Excerpted passage:
◇ ◇ ◇ ◇ ◇

Sections in this pattern
Adversary
(Orchestration Pattern)
Name
Adversary
Also known as: Critic, Red-Team Role, Negative Channel.
Intent
Assign a structurally separate role whose only job is to find failures in another role’s output, and require that role to emit a negative channel the orchestrator can inspect.
Problem
A proposer produces work. The same proposer is then asked to “also list weaknesses,” or a critic role is placed beside the proposer but given the same context and an optional feedback prompt.
That can look like verification:
- the transcript contains a message from a role named
critic; - the prompt says “be critical”;
- the critic gives suggestions before approval;
- the workflow can continue when the critic says the work looks acceptable.
The boundary still collapses when the proposer grades its own work or when the negative channel is optional. A critic that can return an empty feedback string without recording “no defect found” has not performed an adversarial pass. It has only added a chance for the model to rationalize the draft.
verification_design.md Principle 1 rejects self-review as a verification signal. Principle 7 names the stronger form: cross-family verification beats self-verification. Adversary is the single-role orchestration primitive underneath those principles. It makes who critiques whom a runtime fact, not a tone instruction.
Forces
- Separate role vs. single-agent self-critique. A second role costs tokens and routing complexity; self-critique is cheaper but preserves the same blind spot.
- Shared context vs. blind critique. Full context is easy to pass, but it can contaminate the critic. A Blind Oracle or Cross-Family verifier may be needed for stronger independence.
- Mandatory negative channel vs. optional feedback. Optional feedback collapses to “looks good.” A mandatory negative channel must either list defects or record an explicit no-defect verdict.
- Single critic vs. panel. One adversary is the primitive. Multi-round disagreement belongs to Debate.

◇ ◇ ◇ ◇ ◇

Record list:
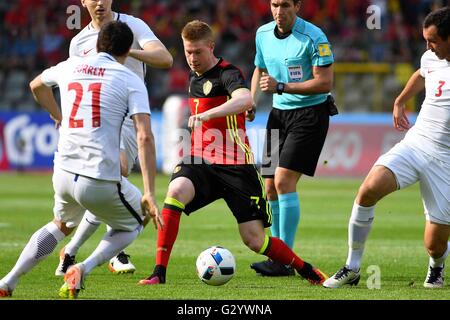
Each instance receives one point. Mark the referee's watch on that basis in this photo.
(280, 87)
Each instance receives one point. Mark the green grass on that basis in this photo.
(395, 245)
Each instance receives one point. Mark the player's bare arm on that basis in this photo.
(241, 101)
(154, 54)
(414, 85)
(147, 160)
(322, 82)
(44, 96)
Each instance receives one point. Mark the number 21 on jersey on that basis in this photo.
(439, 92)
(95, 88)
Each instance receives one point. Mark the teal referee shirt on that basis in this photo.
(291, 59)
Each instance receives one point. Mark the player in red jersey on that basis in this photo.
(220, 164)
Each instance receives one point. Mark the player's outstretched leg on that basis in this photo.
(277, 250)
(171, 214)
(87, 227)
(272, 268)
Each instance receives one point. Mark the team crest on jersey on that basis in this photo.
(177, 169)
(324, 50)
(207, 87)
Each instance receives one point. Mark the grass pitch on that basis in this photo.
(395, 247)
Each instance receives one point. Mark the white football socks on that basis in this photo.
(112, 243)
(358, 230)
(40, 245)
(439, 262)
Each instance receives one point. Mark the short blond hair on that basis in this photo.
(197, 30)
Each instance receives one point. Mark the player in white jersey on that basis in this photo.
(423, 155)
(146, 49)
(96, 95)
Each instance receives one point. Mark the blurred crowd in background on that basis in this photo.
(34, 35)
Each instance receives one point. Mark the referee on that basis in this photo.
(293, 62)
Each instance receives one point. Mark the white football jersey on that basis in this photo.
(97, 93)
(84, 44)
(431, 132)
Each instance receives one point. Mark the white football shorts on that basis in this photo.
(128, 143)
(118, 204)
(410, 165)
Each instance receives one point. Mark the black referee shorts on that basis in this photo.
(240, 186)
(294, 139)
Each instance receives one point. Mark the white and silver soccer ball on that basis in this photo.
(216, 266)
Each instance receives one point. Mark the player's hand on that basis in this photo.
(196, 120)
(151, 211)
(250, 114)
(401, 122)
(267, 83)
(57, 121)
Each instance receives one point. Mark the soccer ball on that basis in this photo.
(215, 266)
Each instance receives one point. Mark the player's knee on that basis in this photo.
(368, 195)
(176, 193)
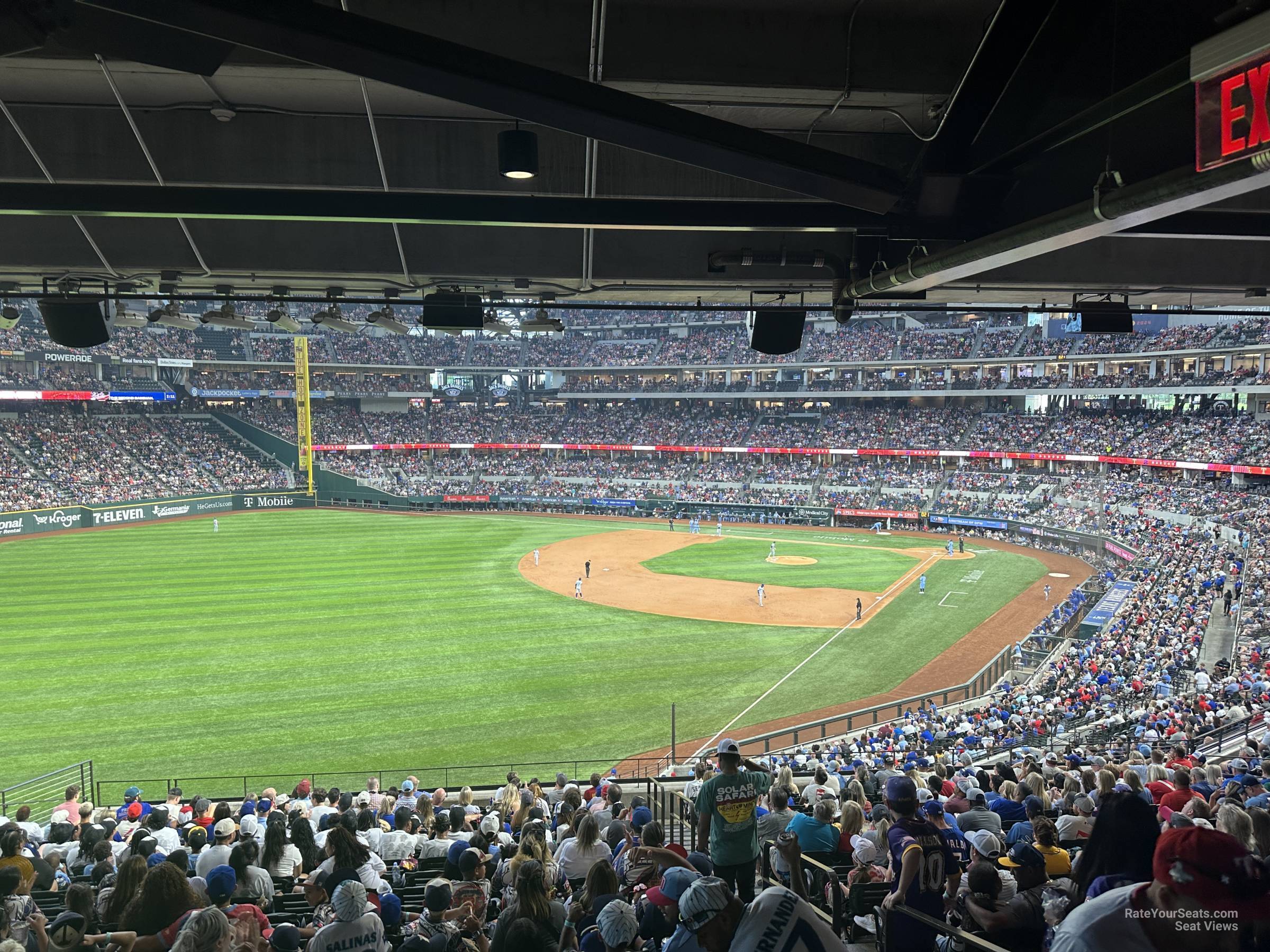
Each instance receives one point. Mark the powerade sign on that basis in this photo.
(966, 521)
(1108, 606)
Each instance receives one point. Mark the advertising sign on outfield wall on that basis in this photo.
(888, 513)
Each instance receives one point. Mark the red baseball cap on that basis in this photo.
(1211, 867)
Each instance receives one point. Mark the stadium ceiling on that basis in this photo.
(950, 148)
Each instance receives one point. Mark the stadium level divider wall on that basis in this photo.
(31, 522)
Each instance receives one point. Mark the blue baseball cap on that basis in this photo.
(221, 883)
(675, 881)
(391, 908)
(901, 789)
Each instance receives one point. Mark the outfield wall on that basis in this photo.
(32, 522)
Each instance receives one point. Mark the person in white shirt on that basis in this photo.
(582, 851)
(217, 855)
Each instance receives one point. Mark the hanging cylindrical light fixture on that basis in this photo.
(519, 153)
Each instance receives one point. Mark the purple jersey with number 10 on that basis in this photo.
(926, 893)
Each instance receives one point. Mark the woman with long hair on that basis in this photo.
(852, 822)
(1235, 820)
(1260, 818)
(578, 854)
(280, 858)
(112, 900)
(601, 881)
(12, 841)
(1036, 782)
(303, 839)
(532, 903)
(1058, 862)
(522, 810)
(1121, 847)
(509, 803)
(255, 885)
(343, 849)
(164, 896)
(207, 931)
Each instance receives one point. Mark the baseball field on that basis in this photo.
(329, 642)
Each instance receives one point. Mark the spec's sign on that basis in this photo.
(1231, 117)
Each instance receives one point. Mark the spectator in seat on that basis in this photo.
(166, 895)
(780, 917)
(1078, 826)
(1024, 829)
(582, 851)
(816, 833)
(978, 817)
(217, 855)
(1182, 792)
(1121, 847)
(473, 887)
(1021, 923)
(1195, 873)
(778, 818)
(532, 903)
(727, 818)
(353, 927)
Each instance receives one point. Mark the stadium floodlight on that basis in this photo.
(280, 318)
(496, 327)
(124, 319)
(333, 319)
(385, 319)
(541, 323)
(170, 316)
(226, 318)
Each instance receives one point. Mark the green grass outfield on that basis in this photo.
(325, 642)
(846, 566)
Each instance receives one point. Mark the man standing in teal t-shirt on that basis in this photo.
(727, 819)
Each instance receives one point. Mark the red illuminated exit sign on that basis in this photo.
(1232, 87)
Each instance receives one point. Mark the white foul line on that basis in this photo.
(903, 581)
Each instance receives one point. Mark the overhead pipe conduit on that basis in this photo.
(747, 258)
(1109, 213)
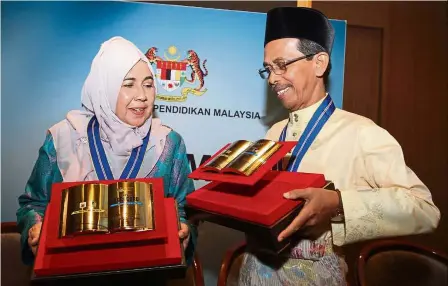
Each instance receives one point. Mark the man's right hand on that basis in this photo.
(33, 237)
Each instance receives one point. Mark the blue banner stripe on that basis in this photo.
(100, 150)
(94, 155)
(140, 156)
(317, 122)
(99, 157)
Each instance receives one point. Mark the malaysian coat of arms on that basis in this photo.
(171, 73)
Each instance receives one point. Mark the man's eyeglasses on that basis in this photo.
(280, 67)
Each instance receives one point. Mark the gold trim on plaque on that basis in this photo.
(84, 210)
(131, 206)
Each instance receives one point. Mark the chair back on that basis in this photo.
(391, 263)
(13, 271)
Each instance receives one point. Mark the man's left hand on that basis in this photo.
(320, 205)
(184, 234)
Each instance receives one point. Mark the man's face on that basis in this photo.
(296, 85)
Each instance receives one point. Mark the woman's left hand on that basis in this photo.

◇ ◇ ◇ ◇ ◇

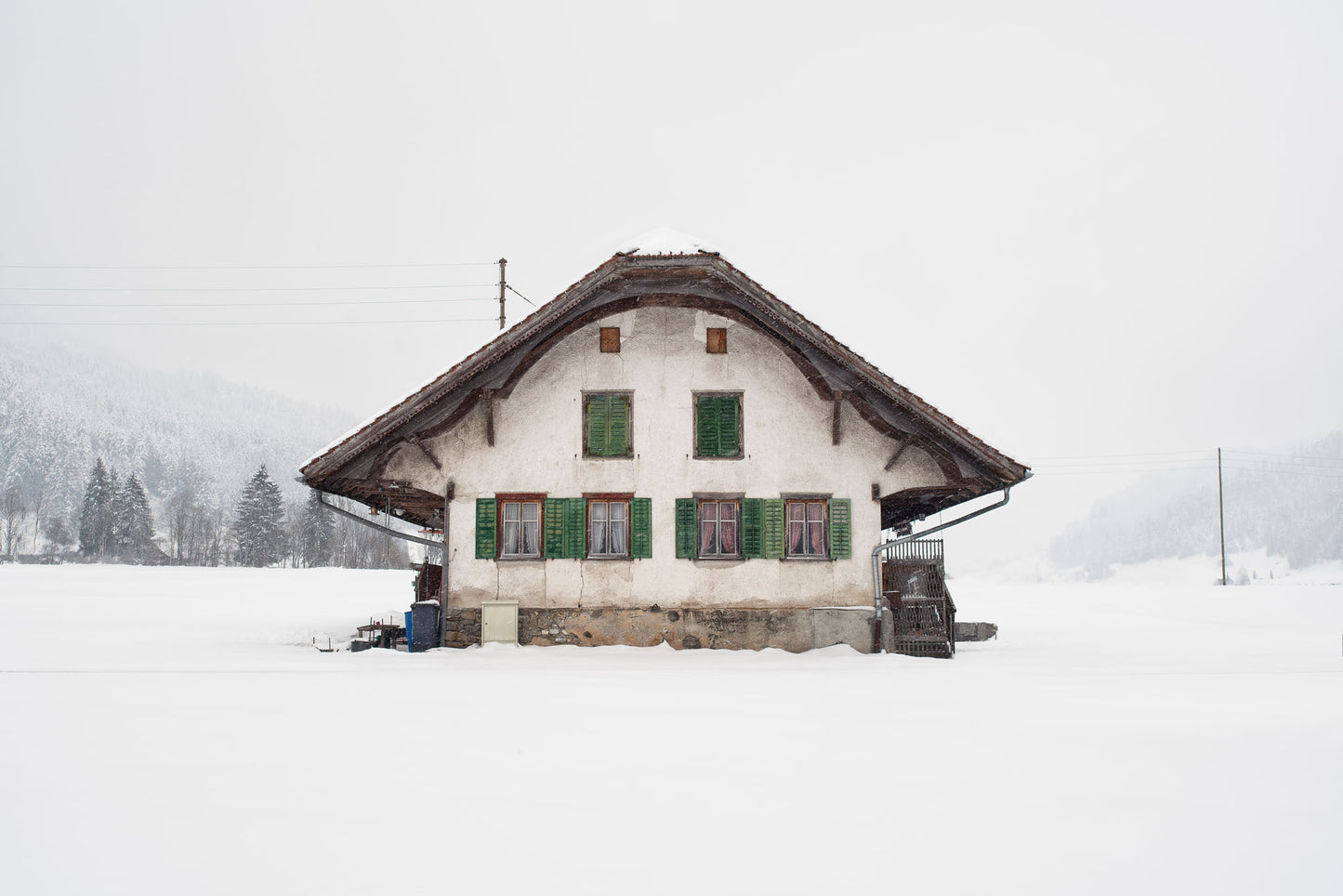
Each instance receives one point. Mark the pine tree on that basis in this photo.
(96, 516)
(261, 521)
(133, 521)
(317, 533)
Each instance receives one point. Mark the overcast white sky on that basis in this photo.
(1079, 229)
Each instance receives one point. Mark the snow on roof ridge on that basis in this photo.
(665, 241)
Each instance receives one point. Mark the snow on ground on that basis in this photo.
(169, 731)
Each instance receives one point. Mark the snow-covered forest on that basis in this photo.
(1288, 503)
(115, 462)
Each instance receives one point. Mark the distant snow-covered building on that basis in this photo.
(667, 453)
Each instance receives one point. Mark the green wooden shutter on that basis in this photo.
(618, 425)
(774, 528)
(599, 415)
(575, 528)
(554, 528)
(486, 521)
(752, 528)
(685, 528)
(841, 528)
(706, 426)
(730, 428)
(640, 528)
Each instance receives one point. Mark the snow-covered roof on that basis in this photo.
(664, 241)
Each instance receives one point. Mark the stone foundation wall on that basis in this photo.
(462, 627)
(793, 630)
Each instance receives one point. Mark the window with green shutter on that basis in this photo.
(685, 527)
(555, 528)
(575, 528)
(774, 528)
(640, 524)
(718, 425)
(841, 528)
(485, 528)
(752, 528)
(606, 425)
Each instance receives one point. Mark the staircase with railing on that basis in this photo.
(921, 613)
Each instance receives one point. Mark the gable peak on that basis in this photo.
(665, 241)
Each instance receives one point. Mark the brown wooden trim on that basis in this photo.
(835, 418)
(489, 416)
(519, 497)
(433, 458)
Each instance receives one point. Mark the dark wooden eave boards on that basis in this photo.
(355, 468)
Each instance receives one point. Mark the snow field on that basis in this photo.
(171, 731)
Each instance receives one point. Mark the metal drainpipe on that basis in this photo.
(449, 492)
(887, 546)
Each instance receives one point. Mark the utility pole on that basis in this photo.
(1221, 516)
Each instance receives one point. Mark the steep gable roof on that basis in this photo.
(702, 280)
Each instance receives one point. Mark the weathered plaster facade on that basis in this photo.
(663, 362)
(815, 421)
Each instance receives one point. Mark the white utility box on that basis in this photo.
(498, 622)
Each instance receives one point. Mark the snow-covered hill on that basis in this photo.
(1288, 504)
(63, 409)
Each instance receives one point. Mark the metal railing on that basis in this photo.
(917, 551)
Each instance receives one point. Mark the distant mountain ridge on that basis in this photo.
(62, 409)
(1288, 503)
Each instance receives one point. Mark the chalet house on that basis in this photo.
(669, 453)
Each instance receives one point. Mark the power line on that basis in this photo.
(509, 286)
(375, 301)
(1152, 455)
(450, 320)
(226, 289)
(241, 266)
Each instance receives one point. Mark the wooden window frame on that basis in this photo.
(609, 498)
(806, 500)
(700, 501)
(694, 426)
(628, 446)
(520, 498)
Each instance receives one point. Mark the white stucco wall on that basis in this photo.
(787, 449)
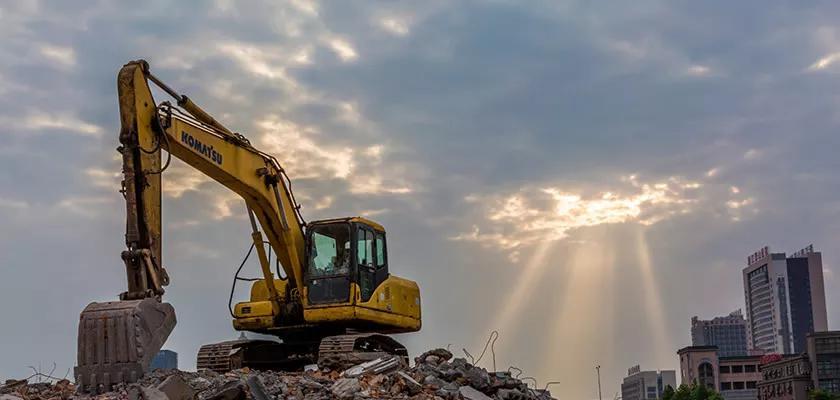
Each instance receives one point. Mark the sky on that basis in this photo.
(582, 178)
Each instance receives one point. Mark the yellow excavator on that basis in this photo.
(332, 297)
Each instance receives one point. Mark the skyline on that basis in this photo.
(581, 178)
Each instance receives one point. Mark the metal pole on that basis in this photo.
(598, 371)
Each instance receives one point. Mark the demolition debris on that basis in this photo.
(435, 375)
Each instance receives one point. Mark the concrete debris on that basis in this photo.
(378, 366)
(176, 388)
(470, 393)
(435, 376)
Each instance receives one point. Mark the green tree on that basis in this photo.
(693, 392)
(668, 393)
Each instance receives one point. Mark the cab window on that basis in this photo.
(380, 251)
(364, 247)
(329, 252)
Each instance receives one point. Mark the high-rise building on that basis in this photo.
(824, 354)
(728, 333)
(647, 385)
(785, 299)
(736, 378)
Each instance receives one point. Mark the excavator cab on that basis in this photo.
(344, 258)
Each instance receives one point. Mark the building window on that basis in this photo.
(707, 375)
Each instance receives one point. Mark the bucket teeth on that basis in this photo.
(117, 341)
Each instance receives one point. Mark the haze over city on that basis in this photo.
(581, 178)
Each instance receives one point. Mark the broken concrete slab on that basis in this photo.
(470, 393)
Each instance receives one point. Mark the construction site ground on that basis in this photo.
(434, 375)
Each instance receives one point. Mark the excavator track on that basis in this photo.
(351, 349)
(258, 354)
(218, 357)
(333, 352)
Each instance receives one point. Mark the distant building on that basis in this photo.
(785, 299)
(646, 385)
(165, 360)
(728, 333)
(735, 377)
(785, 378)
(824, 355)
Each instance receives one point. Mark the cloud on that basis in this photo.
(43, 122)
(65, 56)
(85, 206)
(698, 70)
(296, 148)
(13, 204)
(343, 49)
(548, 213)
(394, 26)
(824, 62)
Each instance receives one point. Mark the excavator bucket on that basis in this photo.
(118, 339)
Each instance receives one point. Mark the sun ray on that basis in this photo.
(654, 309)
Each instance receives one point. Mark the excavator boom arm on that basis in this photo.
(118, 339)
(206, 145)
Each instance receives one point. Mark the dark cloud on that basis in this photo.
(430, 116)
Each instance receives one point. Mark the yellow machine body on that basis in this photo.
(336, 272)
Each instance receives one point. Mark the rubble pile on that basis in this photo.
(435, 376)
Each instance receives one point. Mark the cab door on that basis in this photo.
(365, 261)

◇ ◇ ◇ ◇ ◇

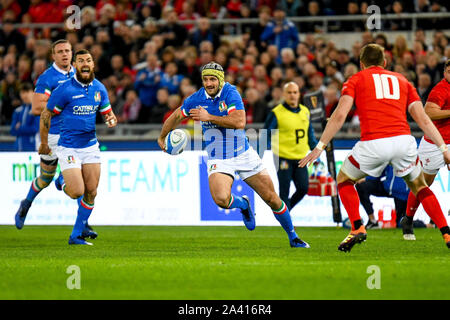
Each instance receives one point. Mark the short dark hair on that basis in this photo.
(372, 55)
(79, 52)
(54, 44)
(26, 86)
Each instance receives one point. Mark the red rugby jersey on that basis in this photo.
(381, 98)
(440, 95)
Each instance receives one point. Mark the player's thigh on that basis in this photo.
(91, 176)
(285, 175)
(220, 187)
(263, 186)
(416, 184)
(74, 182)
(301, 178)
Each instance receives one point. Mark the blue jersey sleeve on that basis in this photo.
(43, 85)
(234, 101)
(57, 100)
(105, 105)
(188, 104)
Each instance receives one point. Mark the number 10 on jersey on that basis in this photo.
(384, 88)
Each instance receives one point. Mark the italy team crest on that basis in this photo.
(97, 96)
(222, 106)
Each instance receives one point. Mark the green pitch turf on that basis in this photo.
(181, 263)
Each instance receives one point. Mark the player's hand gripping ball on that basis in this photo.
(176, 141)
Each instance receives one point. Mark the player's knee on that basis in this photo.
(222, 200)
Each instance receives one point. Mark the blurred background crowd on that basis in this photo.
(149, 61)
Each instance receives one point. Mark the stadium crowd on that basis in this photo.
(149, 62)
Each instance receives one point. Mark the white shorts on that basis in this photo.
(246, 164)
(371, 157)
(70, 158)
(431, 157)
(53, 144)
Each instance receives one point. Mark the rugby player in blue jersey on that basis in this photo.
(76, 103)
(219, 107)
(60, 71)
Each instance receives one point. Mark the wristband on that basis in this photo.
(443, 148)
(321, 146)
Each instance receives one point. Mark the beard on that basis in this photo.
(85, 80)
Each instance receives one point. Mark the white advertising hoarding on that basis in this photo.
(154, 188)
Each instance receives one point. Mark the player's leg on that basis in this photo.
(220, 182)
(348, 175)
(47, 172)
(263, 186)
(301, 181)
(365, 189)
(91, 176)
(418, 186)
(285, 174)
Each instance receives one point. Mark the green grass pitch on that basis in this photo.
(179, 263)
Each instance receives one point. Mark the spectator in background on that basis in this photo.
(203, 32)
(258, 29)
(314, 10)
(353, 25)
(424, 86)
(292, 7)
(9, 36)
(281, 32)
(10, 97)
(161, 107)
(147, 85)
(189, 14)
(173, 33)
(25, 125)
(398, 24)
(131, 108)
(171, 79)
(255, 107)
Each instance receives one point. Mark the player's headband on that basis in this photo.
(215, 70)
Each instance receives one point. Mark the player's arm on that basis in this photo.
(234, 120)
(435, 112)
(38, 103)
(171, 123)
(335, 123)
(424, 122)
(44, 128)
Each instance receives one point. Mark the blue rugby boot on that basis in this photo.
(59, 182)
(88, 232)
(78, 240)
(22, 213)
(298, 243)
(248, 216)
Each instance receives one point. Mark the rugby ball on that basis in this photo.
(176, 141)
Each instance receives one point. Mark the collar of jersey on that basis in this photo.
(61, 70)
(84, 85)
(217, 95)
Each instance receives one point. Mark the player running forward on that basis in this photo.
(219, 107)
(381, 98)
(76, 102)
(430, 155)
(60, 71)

◇ ◇ ◇ ◇ ◇

To be done:
Pick up the Adversary orchestration pattern write-up after its final line and continue writing it.

Answer to this exercise:
- Same family vs. cross-family. A same-family adversary can still share latent priors with the proposer. Cross-Family strengthens the role boundary.
Solution
Make adversarial assignment explicit in code.
The orchestrator names a proposer, names a critic, rejects critic_id == proposer_id, and requires a structured critique artifact. The artifact must contain:
- proposer identity;
- critic identity;
- the artifact being critiqued;
- weaknesses, risks, or rejected assumptions;
- suggestions or next action;
- a score or verdict;
- an explicit
no_defect_foundverdict if no weakness is found.
The role label is not enough. The load-bearing structure is identity separation plus a required negative channel.
Mechanism
- Assign role identities. Give each proposal an
author_id, and give each critique a distinctcritic_id. - Reject self-critique. The orchestrator refuses to route a proposal back to its author as the adversary.
- Run the critic under a findings schema. The critic returns structured weaknesses, suggestions, score, and verdict.
- Require a negative channel. A critique must contain at least one weakness or an explicit
no_defect_foundverdict. - Route findings onward. Findings gate release, route to Backpressure, or escalate. Routing is outside this card; the adversary only creates the failure signal.
Pattern / Antipattern
The same task: evaluate a proposal before it can advance. The antipattern side is intentionally uncovered in this pass. The pattern side shows the minimal identity and negative-channel assertions a verifier can inspect.
Antipattern: uncovered confirmatory-critic instance
No strict Adversary antipattern was promoted from the OSS bench surveyed for this catalog.
The natural failure shape is a confirmatory critic: a role named critic or adversary that shares the proposer’s context, asks for constructive feedback, and can approve without recording weaknesses or an explicit no-defect verdict. That shape is already covered by Adversarial Frame. A same-family critic that is treated as independent evidence is already covered by Cross-Family.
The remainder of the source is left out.